# Exercise description:
Retype all of the entries below word for word, leaving every line unchanged.

Rows of box annotation data:
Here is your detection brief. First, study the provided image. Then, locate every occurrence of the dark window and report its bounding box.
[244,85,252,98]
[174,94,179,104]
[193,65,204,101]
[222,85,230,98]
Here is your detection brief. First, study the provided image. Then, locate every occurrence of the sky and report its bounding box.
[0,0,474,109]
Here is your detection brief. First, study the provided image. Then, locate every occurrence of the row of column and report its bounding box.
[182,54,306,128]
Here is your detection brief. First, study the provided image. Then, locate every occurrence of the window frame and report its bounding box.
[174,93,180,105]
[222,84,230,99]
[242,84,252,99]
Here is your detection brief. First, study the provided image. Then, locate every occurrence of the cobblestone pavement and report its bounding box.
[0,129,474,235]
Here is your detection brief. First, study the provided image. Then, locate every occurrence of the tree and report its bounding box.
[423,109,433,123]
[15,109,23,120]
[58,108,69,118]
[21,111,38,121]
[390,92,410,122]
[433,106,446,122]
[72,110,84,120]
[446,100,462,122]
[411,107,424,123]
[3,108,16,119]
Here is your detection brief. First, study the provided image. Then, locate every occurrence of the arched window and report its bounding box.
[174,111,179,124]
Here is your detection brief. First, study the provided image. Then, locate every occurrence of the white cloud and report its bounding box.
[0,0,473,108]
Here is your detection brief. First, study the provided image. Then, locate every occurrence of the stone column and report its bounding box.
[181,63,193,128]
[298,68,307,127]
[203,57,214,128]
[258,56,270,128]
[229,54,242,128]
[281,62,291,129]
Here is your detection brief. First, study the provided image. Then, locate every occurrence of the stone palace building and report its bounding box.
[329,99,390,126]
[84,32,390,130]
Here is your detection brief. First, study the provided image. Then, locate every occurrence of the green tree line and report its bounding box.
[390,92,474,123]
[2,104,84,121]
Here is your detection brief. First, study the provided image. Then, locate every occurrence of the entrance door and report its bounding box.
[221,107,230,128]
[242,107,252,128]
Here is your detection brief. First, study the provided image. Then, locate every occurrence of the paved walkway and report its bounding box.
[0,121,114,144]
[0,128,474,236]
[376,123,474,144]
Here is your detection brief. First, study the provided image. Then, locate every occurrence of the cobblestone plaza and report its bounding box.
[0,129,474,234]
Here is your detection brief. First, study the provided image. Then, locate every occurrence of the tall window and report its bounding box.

# Output of the exercise:
Here is your detection brief. First, study the provided image. Then, locate every occurrence of the dark window and report its bounding box.
[244,85,252,98]
[174,94,179,104]
[193,65,204,101]
[222,85,230,98]
Here is your detection brief. First, study the provided image. Then, locate every occurrence of the sky and report its bounding box.
[0,0,474,109]
Here is your detection brief. First, study the provided image. Then, locate every occurrence of the row of column and report its bounding box.
[182,54,306,128]
Here is your detection brief. First, study the provided image. Then, locate every occurrence of the window frame and report its bounding box.
[174,93,180,105]
[222,84,230,99]
[242,84,252,99]
Here is your detection brief. First, study the provided image. Then, locate every occurrence of the cobblestone pavement and report its bounding box.
[0,129,474,235]
Here is your detection brief. First, study the provided image. Then, locate every occurrence of the tree and report its bounding box.
[423,109,433,123]
[15,109,23,120]
[58,108,69,118]
[21,111,38,121]
[390,92,410,122]
[433,106,446,122]
[72,110,84,120]
[446,100,462,122]
[411,107,424,123]
[3,108,16,119]
Here is your detection brief. First, study the provided image. Then, locate every occurrence of the arched window and report its bounding box.
[174,111,179,124]
Here is your detection brief. First, study the provided image. Then, locate every occurrence of the white cloud and report its bounding box.
[0,0,473,108]
Here is your detection brief. First, study the provided image. Then, locate every occurrence of the stone column and report its bounding box.
[181,63,193,128]
[298,68,307,127]
[203,57,214,128]
[258,56,270,128]
[229,54,242,128]
[281,62,291,129]
Here is your detection brief. First, study the provided image. Then, locate every occurrence of the stone palace building and report its bounding box.
[329,99,390,126]
[84,32,390,130]
Here is your detection brief. First, study the provided image. Then, locate every occurrence of the green tree line and report its bounding box.
[390,92,474,123]
[2,104,84,121]
Here is your detection brief. First, study the provided image. Then, locate every occurrence of the entrance door and report its bounding box.
[221,107,230,128]
[242,107,252,128]
Here is your detection brief. First, study the provided image. Then, locate every occurrence of the paved walkway and report its bounding box.
[0,121,114,144]
[0,128,474,236]
[376,123,474,144]
Here is your detection brief. First, study the provided image. Then, locate every occurrence of the cobblestone plaza and report its bounding box.
[0,129,474,234]
Here is your detection brief. First, study the provided image. Then, locate every occurrence of the tall window and report its bounding box.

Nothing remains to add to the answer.